* [INFORMATION GIVEN]:

⁂

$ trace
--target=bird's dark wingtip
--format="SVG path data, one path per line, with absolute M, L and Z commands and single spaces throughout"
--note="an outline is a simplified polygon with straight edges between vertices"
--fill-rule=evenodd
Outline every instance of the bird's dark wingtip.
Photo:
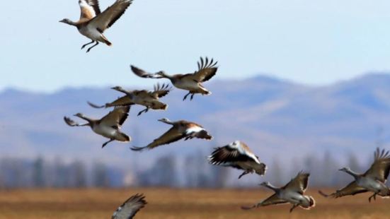
M 136 146 L 132 146 L 132 147 L 130 147 L 130 149 L 132 150 L 134 150 L 134 151 L 142 151 L 144 150 L 145 148 L 147 148 L 147 147 L 136 147 Z
M 94 103 L 92 103 L 89 101 L 87 101 L 86 103 L 88 103 L 88 105 L 89 106 L 91 106 L 91 107 L 96 108 L 96 109 L 101 109 L 101 108 L 104 108 L 104 107 L 105 107 L 105 105 L 99 106 L 99 105 L 96 105 Z
M 328 194 L 325 194 L 323 191 L 321 191 L 321 190 L 319 190 L 319 194 L 323 196 L 324 196 L 325 198 L 328 198 L 329 196 Z

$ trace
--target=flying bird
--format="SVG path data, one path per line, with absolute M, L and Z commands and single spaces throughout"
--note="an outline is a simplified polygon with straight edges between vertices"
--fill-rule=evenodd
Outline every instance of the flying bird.
M 107 108 L 132 105 L 140 105 L 146 107 L 146 109 L 138 113 L 138 116 L 139 116 L 143 112 L 148 112 L 149 109 L 166 110 L 168 108 L 168 105 L 160 102 L 159 99 L 166 95 L 171 90 L 171 88 L 168 87 L 168 85 L 163 84 L 160 85 L 159 83 L 154 85 L 154 90 L 153 91 L 147 90 L 126 90 L 120 86 L 113 87 L 111 89 L 122 92 L 126 94 L 126 95 L 113 102 L 106 103 L 103 106 L 97 105 L 91 102 L 88 102 L 88 104 L 95 108 Z
M 92 131 L 97 134 L 110 138 L 110 141 L 104 143 L 102 148 L 113 141 L 128 142 L 131 141 L 130 136 L 120 131 L 120 127 L 129 115 L 130 107 L 116 107 L 114 110 L 110 112 L 101 119 L 94 119 L 84 116 L 81 113 L 77 113 L 74 116 L 79 117 L 87 122 L 78 124 L 70 118 L 64 117 L 64 120 L 71 126 L 90 126 Z
M 241 208 L 249 210 L 261 206 L 289 203 L 292 204 L 292 207 L 289 209 L 290 213 L 297 206 L 309 210 L 316 206 L 316 201 L 313 197 L 304 195 L 304 191 L 307 189 L 309 175 L 309 173 L 299 172 L 295 178 L 291 179 L 289 183 L 280 188 L 275 187 L 268 182 L 263 182 L 260 184 L 261 186 L 273 190 L 275 193 L 257 204 L 249 207 L 243 206 Z
M 377 195 L 382 198 L 389 198 L 390 196 L 390 189 L 386 185 L 390 171 L 389 151 L 385 151 L 384 149 L 381 150 L 377 148 L 374 153 L 374 162 L 364 174 L 357 173 L 349 167 L 344 167 L 338 170 L 352 175 L 355 180 L 344 188 L 331 194 L 326 194 L 321 191 L 319 191 L 320 194 L 325 197 L 340 198 L 371 191 L 374 194 L 368 198 L 369 202 L 371 202 L 372 198 L 376 200 Z
M 244 172 L 239 177 L 256 172 L 262 176 L 265 174 L 267 166 L 260 162 L 248 146 L 240 141 L 236 141 L 224 147 L 217 148 L 208 158 L 212 165 L 232 167 Z
M 159 119 L 159 122 L 172 125 L 172 128 L 168 130 L 162 136 L 156 139 L 154 139 L 152 143 L 144 147 L 132 147 L 133 150 L 143 150 L 144 149 L 153 149 L 159 146 L 168 144 L 172 142 L 179 141 L 184 138 L 185 141 L 192 139 L 193 138 L 211 140 L 212 136 L 200 125 L 188 122 L 185 120 L 180 120 L 176 122 L 171 122 L 166 118 Z
M 99 2 L 98 0 L 79 0 L 79 5 L 81 11 L 80 19 L 78 21 L 71 21 L 64 18 L 59 22 L 69 24 L 77 28 L 79 32 L 92 41 L 81 47 L 83 49 L 86 46 L 96 42 L 89 47 L 86 52 L 97 46 L 99 42 L 111 46 L 111 42 L 103 35 L 105 29 L 108 29 L 132 4 L 132 0 L 116 0 L 115 2 L 101 13 Z
M 207 90 L 202 83 L 209 81 L 215 75 L 218 69 L 218 67 L 215 66 L 217 63 L 217 61 L 214 62 L 212 59 L 209 62 L 207 57 L 205 60 L 200 57 L 200 61 L 197 62 L 197 70 L 194 73 L 171 76 L 165 73 L 164 71 L 150 73 L 134 66 L 130 66 L 130 67 L 134 73 L 142 78 L 169 79 L 175 87 L 188 90 L 188 93 L 184 96 L 183 100 L 185 100 L 189 95 L 191 95 L 190 100 L 192 100 L 194 95 L 197 93 L 202 95 L 211 94 L 211 92 Z
M 147 204 L 144 199 L 145 196 L 143 194 L 136 194 L 131 196 L 117 208 L 111 219 L 132 219 L 139 209 Z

⁂

* [SHORT PROBLEM]: Transcribe the entries above verbatim, omitting their pictures.

* [RESPONSE FOR THIS EXERCISE]:
$ trace
--target=bird's dark wingtip
--format="SVG path data, one path per line, with absolute M, L and Z commands and single spaces throughout"
--note="an outline is a simplified polygon with straight edges between vertices"
--fill-rule=evenodd
Outline every instance of the bird's dark wingtip.
Photo:
M 136 146 L 132 146 L 132 147 L 130 147 L 130 149 L 132 150 L 134 150 L 134 151 L 142 151 L 144 150 L 145 148 L 147 148 L 147 147 L 136 147 Z
M 94 103 L 92 103 L 89 101 L 87 101 L 86 103 L 88 103 L 88 105 L 89 106 L 91 106 L 91 107 L 96 108 L 96 109 L 101 109 L 101 108 L 104 108 L 104 107 L 105 107 L 105 105 L 99 106 L 99 105 L 96 105 Z
M 328 194 L 325 194 L 323 191 L 321 191 L 321 190 L 319 190 L 319 194 L 323 196 L 324 196 L 325 198 L 328 198 L 329 196 Z

$ trace
--target=flying bird
--format="SVG path data, one path per line, with absolute M, L and Z commands and single spaces throughout"
--note="an outline is a simplified polygon with straight edges between vertices"
--fill-rule=evenodd
Outline every instance of the flying bird.
M 107 108 L 132 105 L 140 105 L 146 107 L 146 109 L 138 113 L 138 116 L 139 116 L 143 112 L 148 112 L 149 109 L 166 110 L 168 108 L 168 105 L 160 102 L 159 99 L 166 95 L 171 90 L 171 88 L 168 87 L 168 85 L 163 84 L 160 85 L 159 83 L 154 85 L 154 90 L 153 91 L 147 90 L 126 90 L 120 86 L 113 87 L 111 89 L 122 92 L 126 94 L 126 95 L 113 102 L 106 103 L 103 106 L 97 105 L 91 102 L 88 102 L 88 104 L 95 108 Z
M 92 131 L 97 134 L 110 138 L 110 141 L 104 143 L 102 148 L 113 141 L 128 142 L 131 141 L 130 136 L 120 131 L 120 127 L 129 115 L 130 107 L 116 107 L 114 110 L 110 112 L 101 119 L 94 119 L 84 116 L 81 113 L 77 113 L 74 116 L 79 117 L 87 122 L 78 124 L 70 118 L 64 117 L 64 120 L 71 126 L 90 126 Z
M 241 208 L 249 210 L 261 206 L 289 203 L 292 204 L 292 207 L 289 209 L 290 213 L 297 206 L 309 210 L 316 206 L 316 201 L 313 197 L 304 195 L 304 191 L 307 189 L 309 175 L 309 173 L 299 172 L 295 178 L 291 179 L 289 183 L 280 188 L 275 187 L 268 182 L 263 182 L 260 184 L 261 186 L 273 190 L 275 193 L 257 204 L 249 207 L 243 206 Z
M 377 195 L 382 198 L 389 198 L 390 196 L 390 189 L 386 185 L 390 171 L 389 151 L 385 151 L 384 149 L 381 150 L 377 148 L 374 153 L 374 162 L 364 174 L 357 173 L 349 167 L 344 167 L 338 170 L 352 175 L 355 180 L 344 188 L 331 194 L 326 194 L 321 191 L 319 191 L 320 194 L 325 197 L 340 198 L 371 191 L 374 194 L 368 198 L 369 202 L 371 202 L 372 198 L 376 200 Z
M 244 172 L 239 177 L 256 172 L 262 176 L 265 174 L 267 166 L 260 162 L 248 146 L 240 141 L 236 141 L 224 147 L 217 148 L 208 158 L 212 165 L 232 167 Z
M 159 119 L 159 122 L 172 125 L 172 128 L 168 130 L 162 136 L 156 139 L 154 139 L 152 143 L 144 147 L 132 147 L 133 150 L 143 150 L 144 149 L 153 149 L 159 146 L 168 144 L 172 142 L 179 141 L 184 138 L 185 141 L 192 139 L 193 138 L 211 140 L 212 136 L 200 125 L 188 122 L 185 120 L 180 120 L 176 122 L 171 122 L 166 118 Z
M 99 2 L 98 0 L 79 0 L 79 5 L 81 11 L 80 19 L 78 21 L 71 21 L 64 18 L 59 22 L 69 24 L 77 28 L 79 32 L 92 41 L 81 47 L 83 49 L 86 46 L 96 42 L 89 47 L 86 52 L 97 46 L 99 42 L 111 46 L 111 42 L 103 35 L 105 29 L 108 29 L 132 4 L 132 0 L 116 0 L 115 2 L 101 13 Z
M 207 90 L 202 83 L 209 81 L 215 75 L 218 69 L 218 67 L 215 66 L 217 63 L 217 61 L 214 62 L 212 59 L 209 62 L 207 57 L 205 60 L 200 57 L 200 61 L 197 62 L 197 70 L 194 73 L 171 76 L 165 73 L 164 71 L 150 73 L 134 66 L 130 66 L 130 67 L 134 73 L 142 78 L 169 79 L 175 87 L 188 90 L 188 93 L 184 96 L 183 100 L 185 100 L 189 95 L 191 95 L 190 100 L 192 100 L 194 95 L 197 93 L 202 95 L 211 94 L 211 92 Z
M 147 204 L 144 199 L 145 196 L 143 194 L 136 194 L 131 196 L 117 208 L 111 219 L 132 219 L 139 209 Z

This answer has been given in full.